== Data for processing
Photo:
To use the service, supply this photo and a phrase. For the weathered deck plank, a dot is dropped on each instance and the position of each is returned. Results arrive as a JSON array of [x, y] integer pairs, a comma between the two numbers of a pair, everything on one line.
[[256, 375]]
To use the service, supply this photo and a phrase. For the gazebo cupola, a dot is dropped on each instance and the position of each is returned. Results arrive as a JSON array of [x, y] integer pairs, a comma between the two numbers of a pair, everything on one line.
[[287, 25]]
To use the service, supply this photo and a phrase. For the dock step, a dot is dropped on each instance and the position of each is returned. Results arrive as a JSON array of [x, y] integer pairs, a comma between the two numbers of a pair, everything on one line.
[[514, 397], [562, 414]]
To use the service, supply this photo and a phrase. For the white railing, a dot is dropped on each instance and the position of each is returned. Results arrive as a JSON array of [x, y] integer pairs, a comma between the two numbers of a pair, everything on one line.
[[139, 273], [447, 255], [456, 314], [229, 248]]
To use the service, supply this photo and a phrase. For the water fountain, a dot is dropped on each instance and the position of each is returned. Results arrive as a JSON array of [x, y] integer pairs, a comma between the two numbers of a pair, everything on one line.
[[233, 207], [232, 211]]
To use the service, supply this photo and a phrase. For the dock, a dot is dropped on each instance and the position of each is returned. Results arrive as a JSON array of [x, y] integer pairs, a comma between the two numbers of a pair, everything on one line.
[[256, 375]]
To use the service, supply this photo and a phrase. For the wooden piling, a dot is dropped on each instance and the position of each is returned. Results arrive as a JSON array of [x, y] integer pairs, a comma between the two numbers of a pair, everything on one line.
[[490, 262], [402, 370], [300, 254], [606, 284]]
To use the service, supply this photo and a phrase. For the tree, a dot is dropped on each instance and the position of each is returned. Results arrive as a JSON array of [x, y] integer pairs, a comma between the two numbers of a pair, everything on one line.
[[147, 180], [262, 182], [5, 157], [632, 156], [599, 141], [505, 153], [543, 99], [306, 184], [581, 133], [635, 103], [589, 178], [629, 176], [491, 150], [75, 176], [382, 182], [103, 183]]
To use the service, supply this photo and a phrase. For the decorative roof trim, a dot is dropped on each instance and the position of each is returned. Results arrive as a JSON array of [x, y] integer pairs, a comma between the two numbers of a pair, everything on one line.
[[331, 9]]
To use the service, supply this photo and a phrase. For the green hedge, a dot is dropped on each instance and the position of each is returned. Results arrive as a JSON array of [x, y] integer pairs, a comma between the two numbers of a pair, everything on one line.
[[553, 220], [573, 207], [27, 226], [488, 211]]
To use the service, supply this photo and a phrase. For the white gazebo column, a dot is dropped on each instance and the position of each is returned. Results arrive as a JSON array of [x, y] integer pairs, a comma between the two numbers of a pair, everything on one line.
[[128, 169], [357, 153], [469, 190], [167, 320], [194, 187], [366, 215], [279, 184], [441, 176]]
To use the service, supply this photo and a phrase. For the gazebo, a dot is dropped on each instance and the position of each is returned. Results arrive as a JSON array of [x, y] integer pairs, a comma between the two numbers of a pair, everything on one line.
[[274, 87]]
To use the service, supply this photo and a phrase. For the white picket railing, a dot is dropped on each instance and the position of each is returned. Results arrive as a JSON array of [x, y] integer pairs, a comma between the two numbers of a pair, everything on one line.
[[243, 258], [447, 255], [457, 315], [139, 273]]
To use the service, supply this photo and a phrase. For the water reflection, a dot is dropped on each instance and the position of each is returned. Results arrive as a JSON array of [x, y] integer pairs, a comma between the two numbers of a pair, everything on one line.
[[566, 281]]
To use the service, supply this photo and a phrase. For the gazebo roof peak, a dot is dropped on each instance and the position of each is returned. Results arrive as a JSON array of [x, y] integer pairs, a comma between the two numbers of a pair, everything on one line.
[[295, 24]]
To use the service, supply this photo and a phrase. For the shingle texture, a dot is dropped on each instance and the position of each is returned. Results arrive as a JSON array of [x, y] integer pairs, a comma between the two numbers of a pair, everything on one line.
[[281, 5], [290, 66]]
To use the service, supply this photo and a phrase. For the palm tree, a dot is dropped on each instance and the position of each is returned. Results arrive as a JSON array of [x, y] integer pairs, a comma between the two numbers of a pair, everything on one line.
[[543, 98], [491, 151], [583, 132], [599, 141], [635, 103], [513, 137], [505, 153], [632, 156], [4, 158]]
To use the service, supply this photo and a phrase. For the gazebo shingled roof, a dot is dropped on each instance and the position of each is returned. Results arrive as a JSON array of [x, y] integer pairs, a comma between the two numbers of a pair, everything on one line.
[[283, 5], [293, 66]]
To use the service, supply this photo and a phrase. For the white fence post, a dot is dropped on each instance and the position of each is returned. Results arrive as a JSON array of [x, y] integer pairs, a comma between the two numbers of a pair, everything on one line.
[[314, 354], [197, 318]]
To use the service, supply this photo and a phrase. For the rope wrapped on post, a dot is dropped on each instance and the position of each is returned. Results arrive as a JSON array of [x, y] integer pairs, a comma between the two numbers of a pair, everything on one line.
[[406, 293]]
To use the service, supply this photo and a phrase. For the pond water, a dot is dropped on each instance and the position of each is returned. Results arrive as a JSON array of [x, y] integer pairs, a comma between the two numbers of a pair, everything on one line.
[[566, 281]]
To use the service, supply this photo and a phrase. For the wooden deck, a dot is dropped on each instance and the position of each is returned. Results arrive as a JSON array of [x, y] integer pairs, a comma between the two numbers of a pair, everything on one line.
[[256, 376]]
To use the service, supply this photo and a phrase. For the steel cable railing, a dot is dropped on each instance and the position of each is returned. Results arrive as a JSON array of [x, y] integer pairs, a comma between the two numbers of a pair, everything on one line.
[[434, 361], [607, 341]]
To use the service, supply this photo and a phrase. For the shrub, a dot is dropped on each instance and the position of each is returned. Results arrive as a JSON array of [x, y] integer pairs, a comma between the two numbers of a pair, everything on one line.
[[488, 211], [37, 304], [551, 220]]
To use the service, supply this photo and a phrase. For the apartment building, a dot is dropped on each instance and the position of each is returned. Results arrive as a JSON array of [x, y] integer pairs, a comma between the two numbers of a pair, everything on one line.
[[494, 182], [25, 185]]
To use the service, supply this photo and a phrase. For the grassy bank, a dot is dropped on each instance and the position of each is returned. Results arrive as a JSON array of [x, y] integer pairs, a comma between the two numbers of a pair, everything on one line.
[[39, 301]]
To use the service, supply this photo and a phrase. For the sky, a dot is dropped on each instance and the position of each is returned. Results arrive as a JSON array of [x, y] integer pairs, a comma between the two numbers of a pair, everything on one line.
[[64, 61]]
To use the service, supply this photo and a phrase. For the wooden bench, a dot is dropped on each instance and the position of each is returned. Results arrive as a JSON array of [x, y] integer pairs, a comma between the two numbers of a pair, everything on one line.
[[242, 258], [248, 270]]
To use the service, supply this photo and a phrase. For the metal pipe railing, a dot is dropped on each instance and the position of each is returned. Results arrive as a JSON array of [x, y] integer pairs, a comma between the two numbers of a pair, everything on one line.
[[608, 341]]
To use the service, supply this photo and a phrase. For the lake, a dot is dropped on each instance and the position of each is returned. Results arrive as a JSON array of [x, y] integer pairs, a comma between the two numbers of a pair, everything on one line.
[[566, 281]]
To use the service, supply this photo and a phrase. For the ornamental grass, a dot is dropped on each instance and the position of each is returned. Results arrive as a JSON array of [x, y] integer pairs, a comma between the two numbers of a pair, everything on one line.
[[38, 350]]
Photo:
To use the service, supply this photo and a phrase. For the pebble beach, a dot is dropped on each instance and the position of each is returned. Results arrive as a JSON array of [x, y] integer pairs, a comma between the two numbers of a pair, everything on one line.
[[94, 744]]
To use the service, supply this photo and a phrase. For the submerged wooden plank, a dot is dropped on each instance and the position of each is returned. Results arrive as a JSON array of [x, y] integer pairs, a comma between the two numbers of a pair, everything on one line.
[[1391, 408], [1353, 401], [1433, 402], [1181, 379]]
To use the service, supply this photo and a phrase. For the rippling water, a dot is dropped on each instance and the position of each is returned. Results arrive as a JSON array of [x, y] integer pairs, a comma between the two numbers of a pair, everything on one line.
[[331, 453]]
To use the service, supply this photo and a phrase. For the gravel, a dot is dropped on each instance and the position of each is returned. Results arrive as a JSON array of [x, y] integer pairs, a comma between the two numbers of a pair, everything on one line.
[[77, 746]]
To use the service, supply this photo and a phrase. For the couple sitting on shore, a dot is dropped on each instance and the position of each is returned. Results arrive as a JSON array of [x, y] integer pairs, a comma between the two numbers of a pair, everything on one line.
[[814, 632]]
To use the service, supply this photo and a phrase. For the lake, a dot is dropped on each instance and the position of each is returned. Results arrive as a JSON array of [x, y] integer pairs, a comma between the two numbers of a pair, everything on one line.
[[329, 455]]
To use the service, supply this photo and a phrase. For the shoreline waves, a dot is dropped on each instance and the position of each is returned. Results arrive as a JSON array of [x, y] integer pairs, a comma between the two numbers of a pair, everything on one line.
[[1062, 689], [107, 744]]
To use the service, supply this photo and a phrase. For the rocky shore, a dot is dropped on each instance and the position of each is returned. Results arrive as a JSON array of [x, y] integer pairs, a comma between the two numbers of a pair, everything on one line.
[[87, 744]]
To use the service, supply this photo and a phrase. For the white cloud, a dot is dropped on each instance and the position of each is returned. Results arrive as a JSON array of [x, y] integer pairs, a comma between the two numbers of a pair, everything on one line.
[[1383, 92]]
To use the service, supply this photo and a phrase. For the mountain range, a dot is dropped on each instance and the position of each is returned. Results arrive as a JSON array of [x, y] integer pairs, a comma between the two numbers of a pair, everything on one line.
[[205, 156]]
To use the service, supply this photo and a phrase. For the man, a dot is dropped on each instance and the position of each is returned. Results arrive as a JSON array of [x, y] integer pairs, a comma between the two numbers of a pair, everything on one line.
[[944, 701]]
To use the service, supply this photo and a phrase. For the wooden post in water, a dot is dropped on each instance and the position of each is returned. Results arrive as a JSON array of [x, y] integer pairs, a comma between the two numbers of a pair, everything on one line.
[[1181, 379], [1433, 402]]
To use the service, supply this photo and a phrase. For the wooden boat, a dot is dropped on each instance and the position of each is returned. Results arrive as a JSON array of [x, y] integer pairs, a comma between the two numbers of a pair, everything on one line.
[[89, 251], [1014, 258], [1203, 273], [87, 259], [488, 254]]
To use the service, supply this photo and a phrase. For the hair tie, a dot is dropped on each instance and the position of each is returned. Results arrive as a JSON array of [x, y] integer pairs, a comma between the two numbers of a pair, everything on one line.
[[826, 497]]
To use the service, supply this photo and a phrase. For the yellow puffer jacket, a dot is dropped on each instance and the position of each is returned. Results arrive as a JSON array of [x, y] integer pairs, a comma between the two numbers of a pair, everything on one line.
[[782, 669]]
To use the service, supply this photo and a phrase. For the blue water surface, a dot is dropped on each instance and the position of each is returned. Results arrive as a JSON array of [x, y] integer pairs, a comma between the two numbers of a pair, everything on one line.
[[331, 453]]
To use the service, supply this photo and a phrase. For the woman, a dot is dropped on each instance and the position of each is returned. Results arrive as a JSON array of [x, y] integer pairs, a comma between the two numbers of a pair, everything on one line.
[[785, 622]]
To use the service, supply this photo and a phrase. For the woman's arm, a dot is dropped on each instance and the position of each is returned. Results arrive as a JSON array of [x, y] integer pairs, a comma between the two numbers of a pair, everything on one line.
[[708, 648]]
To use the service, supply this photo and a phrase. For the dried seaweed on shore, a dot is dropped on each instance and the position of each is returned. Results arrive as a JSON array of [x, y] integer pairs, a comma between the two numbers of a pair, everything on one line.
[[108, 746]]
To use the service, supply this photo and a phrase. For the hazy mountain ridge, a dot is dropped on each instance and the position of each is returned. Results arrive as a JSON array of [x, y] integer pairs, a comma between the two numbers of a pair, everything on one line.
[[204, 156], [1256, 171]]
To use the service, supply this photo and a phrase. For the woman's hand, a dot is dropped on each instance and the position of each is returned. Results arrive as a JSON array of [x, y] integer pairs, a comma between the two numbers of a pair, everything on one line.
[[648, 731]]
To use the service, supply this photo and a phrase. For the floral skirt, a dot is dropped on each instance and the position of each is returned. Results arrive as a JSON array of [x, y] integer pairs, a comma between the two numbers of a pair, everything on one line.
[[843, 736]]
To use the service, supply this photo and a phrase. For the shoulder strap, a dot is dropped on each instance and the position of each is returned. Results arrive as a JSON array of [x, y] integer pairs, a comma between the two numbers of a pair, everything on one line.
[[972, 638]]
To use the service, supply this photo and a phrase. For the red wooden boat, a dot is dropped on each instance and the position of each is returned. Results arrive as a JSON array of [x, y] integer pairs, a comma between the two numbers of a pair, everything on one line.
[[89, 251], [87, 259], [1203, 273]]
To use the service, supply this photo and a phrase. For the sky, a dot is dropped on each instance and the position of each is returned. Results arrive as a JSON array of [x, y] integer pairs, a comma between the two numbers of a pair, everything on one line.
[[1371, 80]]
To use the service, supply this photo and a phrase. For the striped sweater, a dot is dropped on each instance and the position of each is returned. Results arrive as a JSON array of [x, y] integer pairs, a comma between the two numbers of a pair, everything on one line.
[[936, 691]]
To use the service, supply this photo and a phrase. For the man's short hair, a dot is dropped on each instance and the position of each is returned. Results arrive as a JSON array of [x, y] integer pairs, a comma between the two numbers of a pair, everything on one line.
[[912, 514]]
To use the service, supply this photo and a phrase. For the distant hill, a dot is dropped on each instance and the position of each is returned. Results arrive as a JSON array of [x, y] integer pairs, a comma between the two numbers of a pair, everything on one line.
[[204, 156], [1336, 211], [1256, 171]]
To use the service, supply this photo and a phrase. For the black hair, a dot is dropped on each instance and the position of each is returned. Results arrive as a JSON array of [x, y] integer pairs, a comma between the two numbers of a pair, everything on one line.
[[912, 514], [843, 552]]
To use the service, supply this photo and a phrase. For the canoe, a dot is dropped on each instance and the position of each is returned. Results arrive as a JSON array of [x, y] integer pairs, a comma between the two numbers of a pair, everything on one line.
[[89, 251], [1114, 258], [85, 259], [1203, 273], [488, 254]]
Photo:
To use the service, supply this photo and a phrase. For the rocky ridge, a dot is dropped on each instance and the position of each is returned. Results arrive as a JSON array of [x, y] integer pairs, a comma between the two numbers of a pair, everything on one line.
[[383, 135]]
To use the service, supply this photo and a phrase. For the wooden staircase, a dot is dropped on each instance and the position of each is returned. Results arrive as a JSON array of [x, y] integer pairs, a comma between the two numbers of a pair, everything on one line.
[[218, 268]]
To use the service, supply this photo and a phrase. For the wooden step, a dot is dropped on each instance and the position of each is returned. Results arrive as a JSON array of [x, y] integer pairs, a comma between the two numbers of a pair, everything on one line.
====
- _Work instructions_
Copy out the lines of the records word for word, starting at the line containing "For the apartment" and ending at the line containing "[[608, 341]]", both included.

- _Answer to the task_
To use the service, supply this photo and a phrase. For the apartment building, a dot is dropped on each instance and the position of each is returned. Results arrive as a JSON array of [x, y] integer pairs, a comma between the two numbers of a pair, everything on one line.
[[494, 182], [25, 185]]
To use the service, supply this photo and a phrase. For the grassy bank, a dot is dropped on each instance and the position of each is returned. Results arrive as a JSON array of [x, y] integer pairs, a comma between the two numbers of a pair, everything on one line.
[[39, 301]]
To use the service, supply this photo and a phrase. For the sky, a dot is dropped on each instance and the position of each is returned. Results arrive as a JSON array of [x, y] integer pairs, a comma between the two numbers of a pair, everything on one line.
[[64, 61]]
To use the service, supply this photo and a phrase. For the wooden bench, a dot is dropped on each instance and the position of each is returned. Results arrive as a JSON array of [x, y] integer pairs, a comma between the two numbers of a pair, everything on one line.
[[242, 258], [248, 270]]
To use the service, supply this photo and a phrase. For the metal pipe railing, a dot is dropped on each instance and the position of each is returned. Results arrive as a JSON array of [x, y] integer pairs, a comma between the two numbers of a pair, everything on one line.
[[608, 341]]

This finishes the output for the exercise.